PROBLEM STATEMENT
Using the material that follows, identify and copy each line with the string "white".

TASK MATERIAL
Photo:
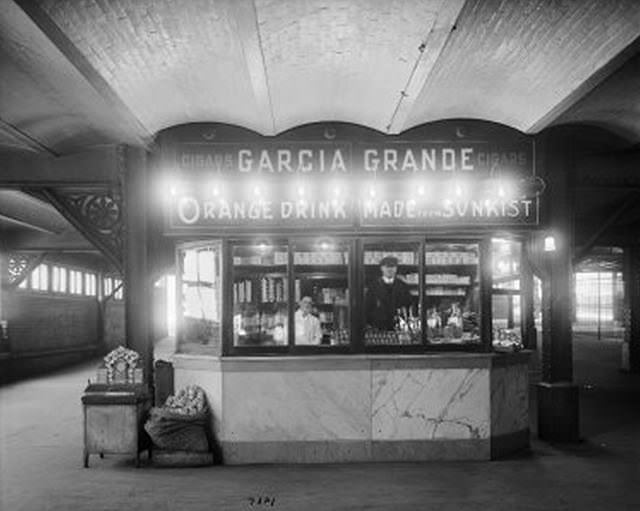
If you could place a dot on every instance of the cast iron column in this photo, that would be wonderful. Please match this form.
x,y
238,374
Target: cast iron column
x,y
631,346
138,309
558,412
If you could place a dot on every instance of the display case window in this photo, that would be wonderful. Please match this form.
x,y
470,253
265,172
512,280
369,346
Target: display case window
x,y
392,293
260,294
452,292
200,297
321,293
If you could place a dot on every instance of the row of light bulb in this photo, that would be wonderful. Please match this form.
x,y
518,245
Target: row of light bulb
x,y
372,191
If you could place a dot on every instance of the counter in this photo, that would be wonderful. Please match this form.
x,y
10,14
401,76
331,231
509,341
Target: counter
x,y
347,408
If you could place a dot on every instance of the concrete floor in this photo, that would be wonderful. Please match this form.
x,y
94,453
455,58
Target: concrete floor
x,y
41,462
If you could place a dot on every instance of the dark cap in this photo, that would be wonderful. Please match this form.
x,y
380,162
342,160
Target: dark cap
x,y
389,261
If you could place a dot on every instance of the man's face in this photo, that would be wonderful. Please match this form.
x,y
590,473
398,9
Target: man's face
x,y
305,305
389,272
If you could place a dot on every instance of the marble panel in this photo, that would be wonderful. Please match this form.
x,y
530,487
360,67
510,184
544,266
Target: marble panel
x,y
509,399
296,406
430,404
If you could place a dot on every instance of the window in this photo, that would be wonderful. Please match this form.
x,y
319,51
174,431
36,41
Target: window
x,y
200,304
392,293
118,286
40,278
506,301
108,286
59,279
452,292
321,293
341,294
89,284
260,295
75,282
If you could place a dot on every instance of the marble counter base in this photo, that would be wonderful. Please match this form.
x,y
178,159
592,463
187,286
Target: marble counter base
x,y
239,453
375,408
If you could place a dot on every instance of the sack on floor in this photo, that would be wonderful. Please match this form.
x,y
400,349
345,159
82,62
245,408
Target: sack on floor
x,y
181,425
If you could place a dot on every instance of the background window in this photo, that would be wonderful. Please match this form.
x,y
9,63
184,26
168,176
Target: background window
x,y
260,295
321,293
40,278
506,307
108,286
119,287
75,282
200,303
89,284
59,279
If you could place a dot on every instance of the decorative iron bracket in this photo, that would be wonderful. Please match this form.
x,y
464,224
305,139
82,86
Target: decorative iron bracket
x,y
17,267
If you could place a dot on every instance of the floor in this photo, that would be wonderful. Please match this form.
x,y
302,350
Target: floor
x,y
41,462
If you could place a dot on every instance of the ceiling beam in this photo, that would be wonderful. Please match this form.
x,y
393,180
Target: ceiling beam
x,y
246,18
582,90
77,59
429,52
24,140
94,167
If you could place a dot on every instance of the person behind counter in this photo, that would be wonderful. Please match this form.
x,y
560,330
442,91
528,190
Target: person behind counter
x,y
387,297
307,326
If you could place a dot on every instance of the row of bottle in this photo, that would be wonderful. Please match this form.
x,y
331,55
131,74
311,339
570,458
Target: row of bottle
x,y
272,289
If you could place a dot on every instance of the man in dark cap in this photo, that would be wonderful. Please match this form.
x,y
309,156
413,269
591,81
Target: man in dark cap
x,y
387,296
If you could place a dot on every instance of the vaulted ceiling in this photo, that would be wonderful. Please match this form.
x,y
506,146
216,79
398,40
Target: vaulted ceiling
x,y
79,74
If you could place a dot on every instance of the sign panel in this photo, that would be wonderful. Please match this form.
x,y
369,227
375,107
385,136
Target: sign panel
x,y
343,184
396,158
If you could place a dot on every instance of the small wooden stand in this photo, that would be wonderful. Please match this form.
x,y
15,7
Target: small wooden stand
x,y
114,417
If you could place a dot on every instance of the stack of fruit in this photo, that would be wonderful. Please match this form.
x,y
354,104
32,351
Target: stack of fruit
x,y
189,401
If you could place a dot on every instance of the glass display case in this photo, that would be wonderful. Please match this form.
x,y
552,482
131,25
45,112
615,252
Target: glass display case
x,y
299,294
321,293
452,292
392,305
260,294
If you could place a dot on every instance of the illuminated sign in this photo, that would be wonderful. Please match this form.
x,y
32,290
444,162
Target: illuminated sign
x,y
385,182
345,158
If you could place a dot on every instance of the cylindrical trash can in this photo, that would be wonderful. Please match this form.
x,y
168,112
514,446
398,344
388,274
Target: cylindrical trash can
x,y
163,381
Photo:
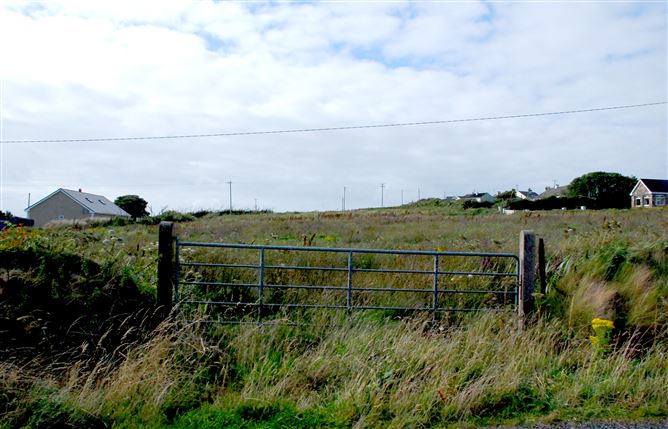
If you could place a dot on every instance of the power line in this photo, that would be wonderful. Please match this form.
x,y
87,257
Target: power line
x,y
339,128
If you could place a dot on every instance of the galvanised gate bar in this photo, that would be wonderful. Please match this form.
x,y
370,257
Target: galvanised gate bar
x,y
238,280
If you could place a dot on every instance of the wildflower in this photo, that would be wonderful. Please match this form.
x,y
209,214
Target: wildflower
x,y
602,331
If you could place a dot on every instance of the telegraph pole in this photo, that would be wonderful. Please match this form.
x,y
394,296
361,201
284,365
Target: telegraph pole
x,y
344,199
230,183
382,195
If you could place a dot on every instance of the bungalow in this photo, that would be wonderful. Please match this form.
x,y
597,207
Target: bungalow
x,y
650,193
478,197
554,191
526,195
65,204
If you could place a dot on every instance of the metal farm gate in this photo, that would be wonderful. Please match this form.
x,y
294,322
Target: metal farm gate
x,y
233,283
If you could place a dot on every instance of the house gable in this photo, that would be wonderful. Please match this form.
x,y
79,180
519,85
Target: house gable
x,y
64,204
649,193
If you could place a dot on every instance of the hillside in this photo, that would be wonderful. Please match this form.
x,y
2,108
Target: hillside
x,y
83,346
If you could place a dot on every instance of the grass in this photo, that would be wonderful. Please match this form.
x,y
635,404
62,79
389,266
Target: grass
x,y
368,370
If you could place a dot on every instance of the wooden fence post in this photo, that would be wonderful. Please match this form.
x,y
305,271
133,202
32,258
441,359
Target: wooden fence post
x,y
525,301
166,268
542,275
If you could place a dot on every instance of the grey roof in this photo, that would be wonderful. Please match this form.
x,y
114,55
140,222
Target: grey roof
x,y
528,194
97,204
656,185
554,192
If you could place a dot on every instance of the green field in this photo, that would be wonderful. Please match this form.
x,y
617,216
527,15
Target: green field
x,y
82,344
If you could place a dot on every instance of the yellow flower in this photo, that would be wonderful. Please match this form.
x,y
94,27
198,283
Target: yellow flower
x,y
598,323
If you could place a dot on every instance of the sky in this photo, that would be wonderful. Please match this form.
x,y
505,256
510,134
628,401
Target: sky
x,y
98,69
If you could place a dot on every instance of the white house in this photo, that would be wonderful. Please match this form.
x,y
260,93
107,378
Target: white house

ANSWER BOX
If you could place a dot on every instance of the white house in this photo, that would be wonderful. Please match this form.
Target: white house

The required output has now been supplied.